Given instruction. Write out precisely the lines beginning with the line that contains "Locate the woman's hand;" and ending with the last line of the entries, and no other lines.

════════════════════

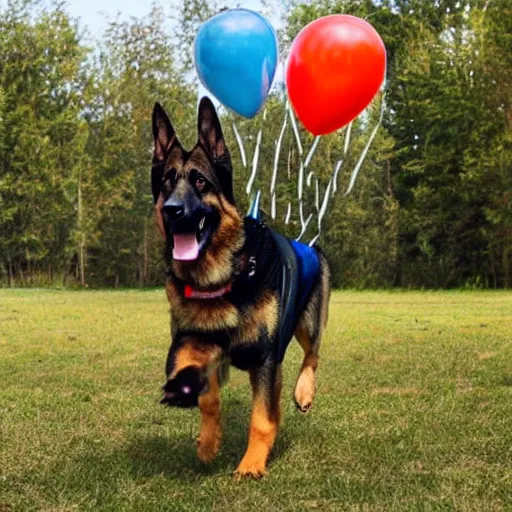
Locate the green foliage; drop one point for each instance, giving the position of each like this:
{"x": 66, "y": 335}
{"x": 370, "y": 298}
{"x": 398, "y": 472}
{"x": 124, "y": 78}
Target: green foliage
{"x": 432, "y": 206}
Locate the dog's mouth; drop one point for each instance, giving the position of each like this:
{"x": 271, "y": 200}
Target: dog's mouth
{"x": 189, "y": 243}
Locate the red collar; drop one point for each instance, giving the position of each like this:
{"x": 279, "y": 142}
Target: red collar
{"x": 192, "y": 293}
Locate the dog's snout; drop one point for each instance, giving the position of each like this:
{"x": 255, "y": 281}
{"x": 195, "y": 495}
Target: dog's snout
{"x": 175, "y": 210}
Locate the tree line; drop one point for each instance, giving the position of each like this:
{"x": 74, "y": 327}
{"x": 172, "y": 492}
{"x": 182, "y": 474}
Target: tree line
{"x": 432, "y": 206}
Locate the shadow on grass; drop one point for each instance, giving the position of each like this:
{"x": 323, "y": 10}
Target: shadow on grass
{"x": 175, "y": 457}
{"x": 151, "y": 457}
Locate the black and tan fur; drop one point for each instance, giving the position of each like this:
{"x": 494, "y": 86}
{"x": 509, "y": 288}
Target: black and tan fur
{"x": 239, "y": 328}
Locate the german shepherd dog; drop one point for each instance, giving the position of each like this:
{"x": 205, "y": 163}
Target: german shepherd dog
{"x": 224, "y": 291}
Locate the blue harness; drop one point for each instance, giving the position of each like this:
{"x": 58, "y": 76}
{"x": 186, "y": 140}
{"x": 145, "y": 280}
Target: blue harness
{"x": 301, "y": 268}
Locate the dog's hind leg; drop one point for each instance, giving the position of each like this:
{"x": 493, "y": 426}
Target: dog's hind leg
{"x": 266, "y": 385}
{"x": 208, "y": 442}
{"x": 309, "y": 334}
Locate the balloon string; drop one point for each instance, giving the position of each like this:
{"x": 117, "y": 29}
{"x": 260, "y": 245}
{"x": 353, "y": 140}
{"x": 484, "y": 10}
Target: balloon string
{"x": 276, "y": 158}
{"x": 254, "y": 164}
{"x": 347, "y": 138}
{"x": 317, "y": 196}
{"x": 359, "y": 163}
{"x": 312, "y": 151}
{"x": 295, "y": 128}
{"x": 273, "y": 207}
{"x": 240, "y": 145}
{"x": 322, "y": 212}
{"x": 288, "y": 214}
{"x": 305, "y": 226}
{"x": 309, "y": 178}
{"x": 335, "y": 176}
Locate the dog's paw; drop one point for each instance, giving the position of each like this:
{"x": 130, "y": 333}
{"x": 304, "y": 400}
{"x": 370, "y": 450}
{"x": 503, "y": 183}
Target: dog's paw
{"x": 250, "y": 469}
{"x": 208, "y": 447}
{"x": 305, "y": 391}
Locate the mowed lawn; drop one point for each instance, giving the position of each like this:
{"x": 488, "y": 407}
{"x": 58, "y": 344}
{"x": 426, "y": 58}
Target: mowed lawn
{"x": 413, "y": 409}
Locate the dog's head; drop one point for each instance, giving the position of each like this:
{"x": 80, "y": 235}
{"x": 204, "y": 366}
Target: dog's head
{"x": 193, "y": 190}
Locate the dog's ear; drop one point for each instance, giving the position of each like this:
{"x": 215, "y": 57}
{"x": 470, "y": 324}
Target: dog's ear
{"x": 163, "y": 133}
{"x": 164, "y": 136}
{"x": 211, "y": 138}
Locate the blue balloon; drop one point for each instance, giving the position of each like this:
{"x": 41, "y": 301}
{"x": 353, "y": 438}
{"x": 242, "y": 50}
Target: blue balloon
{"x": 236, "y": 56}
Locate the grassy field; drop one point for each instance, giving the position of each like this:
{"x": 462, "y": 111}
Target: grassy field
{"x": 413, "y": 410}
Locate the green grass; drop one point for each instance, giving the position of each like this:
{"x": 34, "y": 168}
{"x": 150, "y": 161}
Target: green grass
{"x": 413, "y": 410}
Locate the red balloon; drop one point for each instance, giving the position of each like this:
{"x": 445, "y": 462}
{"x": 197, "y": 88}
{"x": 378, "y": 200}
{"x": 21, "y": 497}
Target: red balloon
{"x": 336, "y": 67}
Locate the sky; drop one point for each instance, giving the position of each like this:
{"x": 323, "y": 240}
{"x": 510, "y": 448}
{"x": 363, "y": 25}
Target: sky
{"x": 94, "y": 13}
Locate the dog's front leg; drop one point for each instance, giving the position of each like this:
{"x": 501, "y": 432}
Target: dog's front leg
{"x": 208, "y": 442}
{"x": 193, "y": 380}
{"x": 265, "y": 416}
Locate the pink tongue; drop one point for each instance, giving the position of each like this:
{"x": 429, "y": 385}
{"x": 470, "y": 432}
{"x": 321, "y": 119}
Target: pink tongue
{"x": 186, "y": 247}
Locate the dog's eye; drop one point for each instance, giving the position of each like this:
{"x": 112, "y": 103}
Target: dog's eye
{"x": 170, "y": 178}
{"x": 200, "y": 183}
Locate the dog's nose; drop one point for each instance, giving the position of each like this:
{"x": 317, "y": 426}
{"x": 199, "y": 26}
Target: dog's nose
{"x": 175, "y": 210}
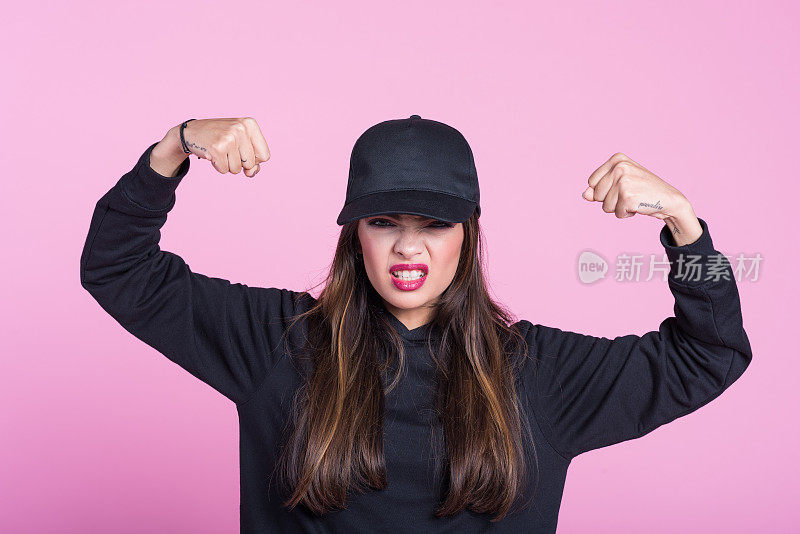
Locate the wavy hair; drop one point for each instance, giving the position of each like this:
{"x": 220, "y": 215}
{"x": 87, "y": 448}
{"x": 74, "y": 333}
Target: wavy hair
{"x": 336, "y": 442}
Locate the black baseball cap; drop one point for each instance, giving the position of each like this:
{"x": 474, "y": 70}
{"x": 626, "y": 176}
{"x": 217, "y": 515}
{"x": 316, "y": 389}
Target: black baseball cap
{"x": 416, "y": 166}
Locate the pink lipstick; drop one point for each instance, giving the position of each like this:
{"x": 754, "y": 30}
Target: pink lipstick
{"x": 408, "y": 285}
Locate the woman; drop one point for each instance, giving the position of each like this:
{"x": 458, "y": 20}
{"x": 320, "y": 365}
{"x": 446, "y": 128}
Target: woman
{"x": 404, "y": 399}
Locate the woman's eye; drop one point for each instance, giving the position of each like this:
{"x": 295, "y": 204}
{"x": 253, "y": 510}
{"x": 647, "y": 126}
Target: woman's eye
{"x": 383, "y": 223}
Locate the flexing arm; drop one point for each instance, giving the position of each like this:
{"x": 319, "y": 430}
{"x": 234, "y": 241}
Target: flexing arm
{"x": 589, "y": 391}
{"x": 222, "y": 333}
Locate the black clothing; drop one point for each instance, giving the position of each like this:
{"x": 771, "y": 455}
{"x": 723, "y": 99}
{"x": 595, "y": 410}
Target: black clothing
{"x": 586, "y": 392}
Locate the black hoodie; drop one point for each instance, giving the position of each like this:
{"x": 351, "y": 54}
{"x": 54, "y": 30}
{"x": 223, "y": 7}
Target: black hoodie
{"x": 579, "y": 392}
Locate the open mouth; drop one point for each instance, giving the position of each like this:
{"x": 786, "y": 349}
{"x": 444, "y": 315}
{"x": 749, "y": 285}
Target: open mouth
{"x": 408, "y": 276}
{"x": 413, "y": 271}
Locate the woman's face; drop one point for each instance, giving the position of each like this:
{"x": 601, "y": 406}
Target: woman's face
{"x": 391, "y": 243}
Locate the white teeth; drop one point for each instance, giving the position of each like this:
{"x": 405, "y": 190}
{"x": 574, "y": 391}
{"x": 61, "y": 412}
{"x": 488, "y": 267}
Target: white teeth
{"x": 409, "y": 275}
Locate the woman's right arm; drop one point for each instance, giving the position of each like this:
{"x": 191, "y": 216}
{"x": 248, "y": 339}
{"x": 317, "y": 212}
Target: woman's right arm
{"x": 226, "y": 334}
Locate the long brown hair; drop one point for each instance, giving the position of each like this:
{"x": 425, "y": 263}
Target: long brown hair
{"x": 337, "y": 440}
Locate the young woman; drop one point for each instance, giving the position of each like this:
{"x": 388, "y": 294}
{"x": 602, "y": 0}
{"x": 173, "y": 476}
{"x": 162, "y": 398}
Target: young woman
{"x": 403, "y": 399}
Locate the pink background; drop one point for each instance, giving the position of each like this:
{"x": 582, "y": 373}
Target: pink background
{"x": 100, "y": 433}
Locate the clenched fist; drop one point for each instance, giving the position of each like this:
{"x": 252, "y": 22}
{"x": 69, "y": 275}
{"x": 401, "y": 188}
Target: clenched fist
{"x": 626, "y": 188}
{"x": 229, "y": 144}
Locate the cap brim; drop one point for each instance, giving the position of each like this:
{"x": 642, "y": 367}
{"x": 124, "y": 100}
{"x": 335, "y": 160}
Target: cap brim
{"x": 426, "y": 203}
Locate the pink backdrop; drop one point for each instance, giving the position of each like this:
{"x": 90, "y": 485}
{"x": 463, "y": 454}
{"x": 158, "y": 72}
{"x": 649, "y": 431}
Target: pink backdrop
{"x": 100, "y": 433}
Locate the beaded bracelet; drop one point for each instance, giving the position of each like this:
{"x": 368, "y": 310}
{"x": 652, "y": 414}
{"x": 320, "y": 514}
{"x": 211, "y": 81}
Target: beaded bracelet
{"x": 183, "y": 141}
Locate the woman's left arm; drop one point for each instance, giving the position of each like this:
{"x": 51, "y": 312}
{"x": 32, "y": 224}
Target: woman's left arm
{"x": 591, "y": 392}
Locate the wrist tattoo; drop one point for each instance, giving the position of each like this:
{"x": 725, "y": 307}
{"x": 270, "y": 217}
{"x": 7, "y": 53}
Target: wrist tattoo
{"x": 656, "y": 206}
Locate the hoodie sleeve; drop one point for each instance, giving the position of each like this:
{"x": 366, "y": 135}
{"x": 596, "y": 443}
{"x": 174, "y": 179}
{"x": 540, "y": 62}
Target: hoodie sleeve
{"x": 591, "y": 392}
{"x": 226, "y": 334}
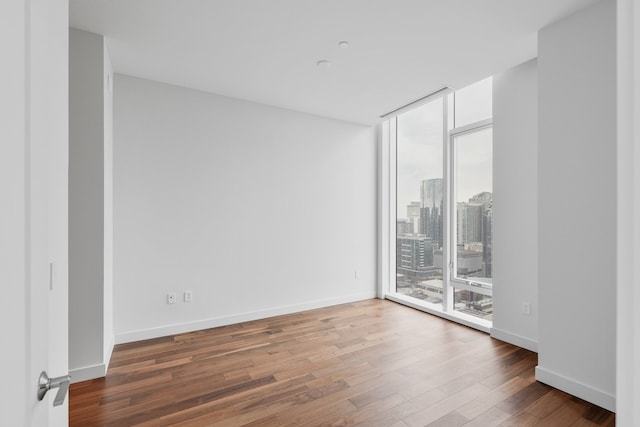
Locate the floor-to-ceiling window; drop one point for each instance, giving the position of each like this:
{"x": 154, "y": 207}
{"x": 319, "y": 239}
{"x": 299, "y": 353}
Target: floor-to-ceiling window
{"x": 444, "y": 199}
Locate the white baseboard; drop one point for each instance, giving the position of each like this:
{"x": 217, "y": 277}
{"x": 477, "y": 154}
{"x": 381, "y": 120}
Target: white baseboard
{"x": 181, "y": 328}
{"x": 88, "y": 373}
{"x": 576, "y": 388}
{"x": 109, "y": 352}
{"x": 514, "y": 339}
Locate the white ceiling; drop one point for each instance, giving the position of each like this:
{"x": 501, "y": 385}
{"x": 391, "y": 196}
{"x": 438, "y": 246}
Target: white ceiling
{"x": 266, "y": 50}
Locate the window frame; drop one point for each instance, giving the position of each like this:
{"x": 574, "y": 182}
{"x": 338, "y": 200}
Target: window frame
{"x": 476, "y": 286}
{"x": 389, "y": 182}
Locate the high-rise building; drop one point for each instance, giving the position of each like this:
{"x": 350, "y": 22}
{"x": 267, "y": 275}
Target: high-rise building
{"x": 431, "y": 209}
{"x": 414, "y": 256}
{"x": 413, "y": 215}
{"x": 403, "y": 226}
{"x": 469, "y": 226}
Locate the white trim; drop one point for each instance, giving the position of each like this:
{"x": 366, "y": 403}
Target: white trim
{"x": 109, "y": 351}
{"x": 454, "y": 316}
{"x": 88, "y": 373}
{"x": 180, "y": 328}
{"x": 515, "y": 339}
{"x": 384, "y": 236}
{"x": 628, "y": 214}
{"x": 576, "y": 388}
{"x": 440, "y": 93}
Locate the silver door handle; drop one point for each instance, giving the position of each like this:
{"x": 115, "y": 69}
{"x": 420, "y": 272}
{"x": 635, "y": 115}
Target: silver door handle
{"x": 61, "y": 383}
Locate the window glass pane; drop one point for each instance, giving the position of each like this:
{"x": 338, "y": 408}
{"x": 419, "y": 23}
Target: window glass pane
{"x": 474, "y": 103}
{"x": 473, "y": 194}
{"x": 419, "y": 196}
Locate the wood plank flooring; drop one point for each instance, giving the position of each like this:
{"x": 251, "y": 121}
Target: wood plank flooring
{"x": 371, "y": 363}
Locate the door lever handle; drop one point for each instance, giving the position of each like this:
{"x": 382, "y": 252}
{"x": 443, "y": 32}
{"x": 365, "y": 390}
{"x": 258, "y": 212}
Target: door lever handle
{"x": 61, "y": 383}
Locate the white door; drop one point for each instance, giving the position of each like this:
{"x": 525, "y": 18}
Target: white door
{"x": 33, "y": 207}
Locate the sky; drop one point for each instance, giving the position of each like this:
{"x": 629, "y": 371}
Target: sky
{"x": 420, "y": 145}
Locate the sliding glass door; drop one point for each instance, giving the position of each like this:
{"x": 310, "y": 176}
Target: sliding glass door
{"x": 420, "y": 202}
{"x": 444, "y": 204}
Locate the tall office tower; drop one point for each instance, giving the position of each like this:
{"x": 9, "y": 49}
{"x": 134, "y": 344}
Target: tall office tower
{"x": 403, "y": 226}
{"x": 469, "y": 226}
{"x": 485, "y": 198}
{"x": 431, "y": 209}
{"x": 414, "y": 256}
{"x": 487, "y": 245}
{"x": 413, "y": 215}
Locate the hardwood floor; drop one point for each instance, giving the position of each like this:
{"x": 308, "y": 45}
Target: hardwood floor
{"x": 371, "y": 363}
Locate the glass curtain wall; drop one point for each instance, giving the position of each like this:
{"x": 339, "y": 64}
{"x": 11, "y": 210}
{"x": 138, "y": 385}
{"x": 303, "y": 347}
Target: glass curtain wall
{"x": 444, "y": 201}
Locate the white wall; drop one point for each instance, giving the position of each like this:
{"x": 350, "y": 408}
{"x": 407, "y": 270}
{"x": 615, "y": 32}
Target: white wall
{"x": 628, "y": 333}
{"x": 90, "y": 205}
{"x": 515, "y": 185}
{"x": 577, "y": 204}
{"x": 107, "y": 83}
{"x": 257, "y": 210}
{"x": 13, "y": 216}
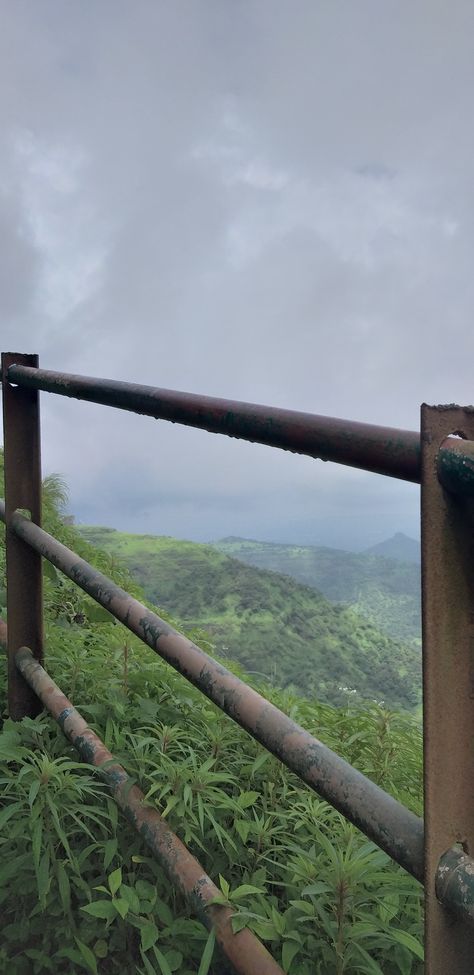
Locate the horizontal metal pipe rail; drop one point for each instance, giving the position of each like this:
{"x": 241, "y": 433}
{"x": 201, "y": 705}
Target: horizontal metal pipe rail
{"x": 380, "y": 449}
{"x": 244, "y": 950}
{"x": 455, "y": 875}
{"x": 381, "y": 817}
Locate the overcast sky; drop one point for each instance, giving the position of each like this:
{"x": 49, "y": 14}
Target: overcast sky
{"x": 267, "y": 200}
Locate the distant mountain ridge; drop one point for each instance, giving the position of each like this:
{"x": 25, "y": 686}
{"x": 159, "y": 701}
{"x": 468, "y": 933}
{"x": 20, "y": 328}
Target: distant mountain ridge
{"x": 268, "y": 622}
{"x": 385, "y": 591}
{"x": 400, "y": 547}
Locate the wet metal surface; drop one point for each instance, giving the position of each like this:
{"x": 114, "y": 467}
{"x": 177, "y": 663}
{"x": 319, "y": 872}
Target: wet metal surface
{"x": 384, "y": 820}
{"x": 456, "y": 466}
{"x": 244, "y": 950}
{"x": 22, "y": 454}
{"x": 448, "y": 681}
{"x": 383, "y": 450}
{"x": 455, "y": 884}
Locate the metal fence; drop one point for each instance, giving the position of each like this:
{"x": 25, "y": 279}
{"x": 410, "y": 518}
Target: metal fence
{"x": 436, "y": 850}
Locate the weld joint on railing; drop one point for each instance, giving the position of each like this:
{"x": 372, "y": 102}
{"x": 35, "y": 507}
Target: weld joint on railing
{"x": 243, "y": 949}
{"x": 381, "y": 817}
{"x": 455, "y": 883}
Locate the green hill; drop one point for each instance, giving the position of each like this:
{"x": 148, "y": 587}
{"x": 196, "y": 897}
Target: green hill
{"x": 385, "y": 591}
{"x": 399, "y": 547}
{"x": 268, "y": 622}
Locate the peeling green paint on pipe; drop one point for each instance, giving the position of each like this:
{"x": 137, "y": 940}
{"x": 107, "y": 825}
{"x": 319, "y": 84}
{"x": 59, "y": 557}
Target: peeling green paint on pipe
{"x": 455, "y": 883}
{"x": 245, "y": 952}
{"x": 381, "y": 817}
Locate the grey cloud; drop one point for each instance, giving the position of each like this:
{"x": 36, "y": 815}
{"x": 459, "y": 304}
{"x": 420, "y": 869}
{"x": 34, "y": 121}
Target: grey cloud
{"x": 265, "y": 201}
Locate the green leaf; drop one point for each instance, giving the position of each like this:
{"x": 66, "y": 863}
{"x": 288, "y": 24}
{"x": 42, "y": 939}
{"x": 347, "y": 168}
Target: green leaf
{"x": 97, "y": 614}
{"x": 207, "y": 955}
{"x": 245, "y": 890}
{"x": 102, "y": 909}
{"x": 149, "y": 934}
{"x": 121, "y": 906}
{"x": 288, "y": 953}
{"x": 64, "y": 887}
{"x": 110, "y": 850}
{"x": 50, "y": 572}
{"x": 174, "y": 959}
{"x": 225, "y": 887}
{"x": 101, "y": 948}
{"x": 164, "y": 967}
{"x": 408, "y": 941}
{"x": 114, "y": 880}
{"x": 87, "y": 955}
{"x": 131, "y": 897}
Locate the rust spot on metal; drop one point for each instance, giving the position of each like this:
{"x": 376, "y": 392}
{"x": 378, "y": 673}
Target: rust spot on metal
{"x": 384, "y": 820}
{"x": 383, "y": 450}
{"x": 245, "y": 952}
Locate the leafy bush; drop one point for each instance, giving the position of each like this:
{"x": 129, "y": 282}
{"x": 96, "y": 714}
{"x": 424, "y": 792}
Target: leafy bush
{"x": 78, "y": 891}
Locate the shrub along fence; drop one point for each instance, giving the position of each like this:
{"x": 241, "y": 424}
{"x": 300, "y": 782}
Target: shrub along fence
{"x": 437, "y": 850}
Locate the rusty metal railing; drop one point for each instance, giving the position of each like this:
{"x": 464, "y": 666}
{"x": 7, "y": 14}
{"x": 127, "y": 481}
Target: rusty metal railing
{"x": 436, "y": 851}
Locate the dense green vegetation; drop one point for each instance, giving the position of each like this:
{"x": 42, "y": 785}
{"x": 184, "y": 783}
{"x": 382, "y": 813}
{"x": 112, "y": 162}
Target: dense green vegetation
{"x": 384, "y": 590}
{"x": 78, "y": 891}
{"x": 399, "y": 547}
{"x": 268, "y": 622}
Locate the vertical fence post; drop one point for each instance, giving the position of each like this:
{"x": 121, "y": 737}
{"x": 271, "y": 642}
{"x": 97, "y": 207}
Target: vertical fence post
{"x": 22, "y": 454}
{"x": 448, "y": 684}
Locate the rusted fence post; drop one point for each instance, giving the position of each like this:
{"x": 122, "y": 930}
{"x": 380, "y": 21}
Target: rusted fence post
{"x": 22, "y": 490}
{"x": 448, "y": 683}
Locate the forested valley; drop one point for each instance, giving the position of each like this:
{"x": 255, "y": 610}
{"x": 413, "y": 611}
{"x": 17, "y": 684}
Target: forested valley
{"x": 78, "y": 890}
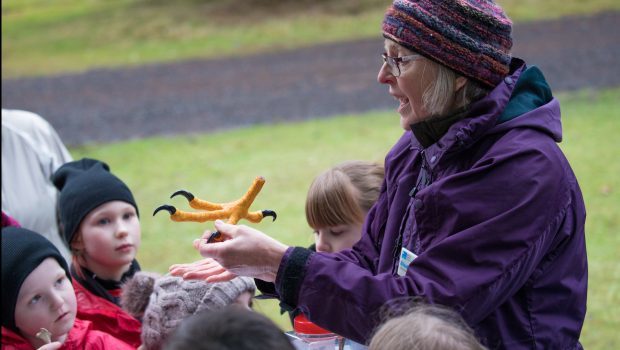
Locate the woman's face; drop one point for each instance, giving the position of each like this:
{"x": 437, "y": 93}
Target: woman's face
{"x": 336, "y": 238}
{"x": 46, "y": 300}
{"x": 415, "y": 77}
{"x": 110, "y": 238}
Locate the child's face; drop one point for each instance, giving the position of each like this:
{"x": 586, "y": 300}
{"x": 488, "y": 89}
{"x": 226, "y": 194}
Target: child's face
{"x": 336, "y": 238}
{"x": 110, "y": 236}
{"x": 46, "y": 300}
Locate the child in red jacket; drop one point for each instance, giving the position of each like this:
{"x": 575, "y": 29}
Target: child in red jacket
{"x": 38, "y": 302}
{"x": 100, "y": 224}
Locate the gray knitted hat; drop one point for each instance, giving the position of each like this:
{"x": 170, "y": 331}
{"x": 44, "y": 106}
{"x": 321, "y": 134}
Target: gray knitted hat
{"x": 174, "y": 299}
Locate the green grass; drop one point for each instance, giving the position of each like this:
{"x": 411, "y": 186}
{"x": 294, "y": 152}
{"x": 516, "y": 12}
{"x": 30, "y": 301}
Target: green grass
{"x": 41, "y": 37}
{"x": 221, "y": 166}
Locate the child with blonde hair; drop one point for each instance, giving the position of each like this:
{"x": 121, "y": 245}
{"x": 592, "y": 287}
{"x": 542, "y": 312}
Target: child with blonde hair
{"x": 100, "y": 224}
{"x": 337, "y": 203}
{"x": 425, "y": 327}
{"x": 39, "y": 305}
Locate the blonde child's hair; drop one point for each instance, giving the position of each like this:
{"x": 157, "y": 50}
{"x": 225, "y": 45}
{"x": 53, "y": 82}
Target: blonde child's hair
{"x": 425, "y": 327}
{"x": 343, "y": 194}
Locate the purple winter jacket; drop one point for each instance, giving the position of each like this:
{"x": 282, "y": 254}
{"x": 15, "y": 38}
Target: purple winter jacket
{"x": 498, "y": 227}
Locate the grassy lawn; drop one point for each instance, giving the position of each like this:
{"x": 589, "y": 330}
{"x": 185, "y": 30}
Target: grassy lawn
{"x": 221, "y": 166}
{"x": 41, "y": 37}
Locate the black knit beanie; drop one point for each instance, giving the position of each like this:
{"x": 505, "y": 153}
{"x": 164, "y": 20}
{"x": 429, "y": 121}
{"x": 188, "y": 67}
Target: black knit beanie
{"x": 84, "y": 185}
{"x": 22, "y": 252}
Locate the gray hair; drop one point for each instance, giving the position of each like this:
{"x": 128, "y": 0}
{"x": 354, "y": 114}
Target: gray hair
{"x": 440, "y": 98}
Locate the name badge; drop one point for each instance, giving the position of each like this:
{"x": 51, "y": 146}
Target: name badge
{"x": 406, "y": 257}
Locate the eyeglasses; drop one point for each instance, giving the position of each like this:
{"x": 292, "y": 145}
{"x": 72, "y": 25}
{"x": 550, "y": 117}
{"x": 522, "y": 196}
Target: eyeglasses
{"x": 394, "y": 62}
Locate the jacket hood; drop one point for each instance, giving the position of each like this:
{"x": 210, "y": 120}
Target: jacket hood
{"x": 532, "y": 93}
{"x": 522, "y": 100}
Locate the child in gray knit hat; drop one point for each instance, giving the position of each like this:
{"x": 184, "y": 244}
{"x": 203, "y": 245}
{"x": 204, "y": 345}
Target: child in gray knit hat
{"x": 173, "y": 299}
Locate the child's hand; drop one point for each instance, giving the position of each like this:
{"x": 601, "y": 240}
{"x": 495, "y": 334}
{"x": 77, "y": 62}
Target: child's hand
{"x": 51, "y": 346}
{"x": 205, "y": 269}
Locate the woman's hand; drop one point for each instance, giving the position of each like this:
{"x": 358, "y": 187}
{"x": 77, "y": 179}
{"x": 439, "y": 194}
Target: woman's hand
{"x": 245, "y": 251}
{"x": 205, "y": 269}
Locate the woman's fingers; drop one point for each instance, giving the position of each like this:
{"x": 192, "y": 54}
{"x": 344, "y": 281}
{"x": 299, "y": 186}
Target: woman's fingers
{"x": 51, "y": 346}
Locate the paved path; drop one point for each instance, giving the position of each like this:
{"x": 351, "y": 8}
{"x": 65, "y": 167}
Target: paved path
{"x": 198, "y": 96}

════════════════════

Output.
Locate the woman's hand; drop one point for each instance, giving the position of each like this:
{"x": 358, "y": 187}
{"x": 77, "y": 179}
{"x": 439, "y": 194}
Target: woman's hand
{"x": 245, "y": 251}
{"x": 205, "y": 269}
Locate the woman's fingers; drop one point for each instance, giving the position of each like this:
{"x": 192, "y": 54}
{"x": 344, "y": 281}
{"x": 299, "y": 186}
Target: woman's fingers
{"x": 51, "y": 346}
Locate the paved path; drop one point for each instance, giving the position of each like this:
{"x": 351, "y": 8}
{"x": 65, "y": 167}
Target: paved path
{"x": 198, "y": 96}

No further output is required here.